* _YOUR GOAL_: All entries should be printed precisely as written.

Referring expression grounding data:
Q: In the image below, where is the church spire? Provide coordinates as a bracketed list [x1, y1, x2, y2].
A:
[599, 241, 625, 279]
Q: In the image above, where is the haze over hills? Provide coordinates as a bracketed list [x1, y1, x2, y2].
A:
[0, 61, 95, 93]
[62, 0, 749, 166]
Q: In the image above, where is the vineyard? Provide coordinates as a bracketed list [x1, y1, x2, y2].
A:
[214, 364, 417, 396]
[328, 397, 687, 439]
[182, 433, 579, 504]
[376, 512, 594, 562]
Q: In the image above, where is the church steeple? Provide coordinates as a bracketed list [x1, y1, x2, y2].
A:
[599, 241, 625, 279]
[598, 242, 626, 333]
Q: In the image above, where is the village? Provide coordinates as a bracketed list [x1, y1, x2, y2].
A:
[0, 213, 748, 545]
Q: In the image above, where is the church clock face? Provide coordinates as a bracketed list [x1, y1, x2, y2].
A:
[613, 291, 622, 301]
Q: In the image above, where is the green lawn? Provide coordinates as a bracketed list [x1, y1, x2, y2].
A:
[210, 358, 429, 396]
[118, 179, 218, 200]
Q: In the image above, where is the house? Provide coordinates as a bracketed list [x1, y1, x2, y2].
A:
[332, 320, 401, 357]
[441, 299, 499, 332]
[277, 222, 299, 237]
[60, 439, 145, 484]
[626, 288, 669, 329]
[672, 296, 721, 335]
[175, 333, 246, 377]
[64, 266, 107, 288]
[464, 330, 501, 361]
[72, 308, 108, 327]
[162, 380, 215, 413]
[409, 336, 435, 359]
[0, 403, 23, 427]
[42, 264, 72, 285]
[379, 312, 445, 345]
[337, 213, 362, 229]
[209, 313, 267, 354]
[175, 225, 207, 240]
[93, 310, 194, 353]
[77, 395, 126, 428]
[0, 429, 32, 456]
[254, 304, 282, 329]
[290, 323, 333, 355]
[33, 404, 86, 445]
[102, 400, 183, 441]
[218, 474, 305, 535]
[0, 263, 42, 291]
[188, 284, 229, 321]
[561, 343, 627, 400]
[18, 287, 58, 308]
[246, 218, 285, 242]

* _RESULT BELOW_:
Q: In the image below, where is the church spire? Provide coordinates as a bracketed list [x1, y1, x2, y2].
A:
[599, 241, 625, 279]
Q: In the image above, where is the haze over hills? Provide coordinates as a bracketed list [x1, y1, x2, y2].
A:
[0, 61, 95, 93]
[62, 0, 749, 166]
Q: In the image above, where is the vineyard? Provide coordinates as a bracketed list [x1, y1, x2, y2].
A:
[214, 364, 417, 396]
[328, 397, 687, 439]
[182, 433, 579, 504]
[376, 512, 594, 562]
Q: In the image above, where is the church steeple? Provide coordinates as a bracketed list [x1, y1, x2, y2].
A:
[599, 241, 625, 279]
[598, 242, 626, 333]
Q: In the image above, where is the village? Provide coordinates as a bracketed list [x1, y1, x2, y2].
A:
[0, 213, 748, 545]
Q: In the image above, where is the church clock face? Provide coordinates as a bracketed list [x1, y1, x2, y2].
A:
[613, 291, 622, 301]
Q: In the image above, where is the green lawn? Provide coordinates as a bracketed list [x1, y1, x2, y2].
A:
[210, 358, 429, 396]
[118, 179, 218, 200]
Q: In the image above, where is the house? Provide coordinates as a bracketed list [x1, y1, x2, y2].
A:
[332, 320, 401, 357]
[441, 299, 499, 332]
[277, 222, 299, 237]
[60, 439, 145, 484]
[626, 288, 669, 329]
[672, 296, 721, 335]
[175, 333, 246, 377]
[64, 266, 107, 288]
[464, 330, 501, 361]
[72, 308, 108, 327]
[162, 380, 215, 413]
[409, 336, 435, 359]
[0, 403, 23, 427]
[42, 264, 72, 285]
[379, 312, 445, 345]
[337, 213, 362, 229]
[209, 313, 267, 354]
[175, 225, 207, 240]
[93, 310, 194, 353]
[77, 395, 126, 428]
[0, 429, 32, 456]
[254, 304, 282, 329]
[290, 323, 333, 355]
[33, 404, 86, 445]
[102, 400, 183, 441]
[218, 474, 305, 535]
[0, 263, 42, 291]
[188, 284, 229, 321]
[561, 343, 627, 400]
[18, 287, 58, 308]
[246, 218, 285, 242]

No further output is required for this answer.